WHAT NEEDS TO BE DONE: Please copy the records below word for word, omitting the pictures.

* begin LISTED ENTRIES *

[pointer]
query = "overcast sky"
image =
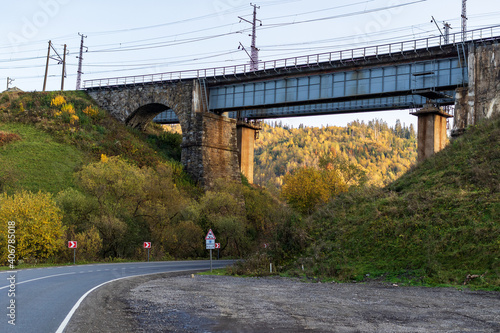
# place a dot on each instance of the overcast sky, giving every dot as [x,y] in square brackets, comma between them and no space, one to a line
[131,37]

* end LISTED ENTRIES *

RESPONSE FOR THIS EXERCISE:
[pointer]
query = "overcast sky"
image =
# place a dot on each instance of the overcast sky, giving every dot as [x,y] in square brackets, comma between them and no space, one to a line
[131,37]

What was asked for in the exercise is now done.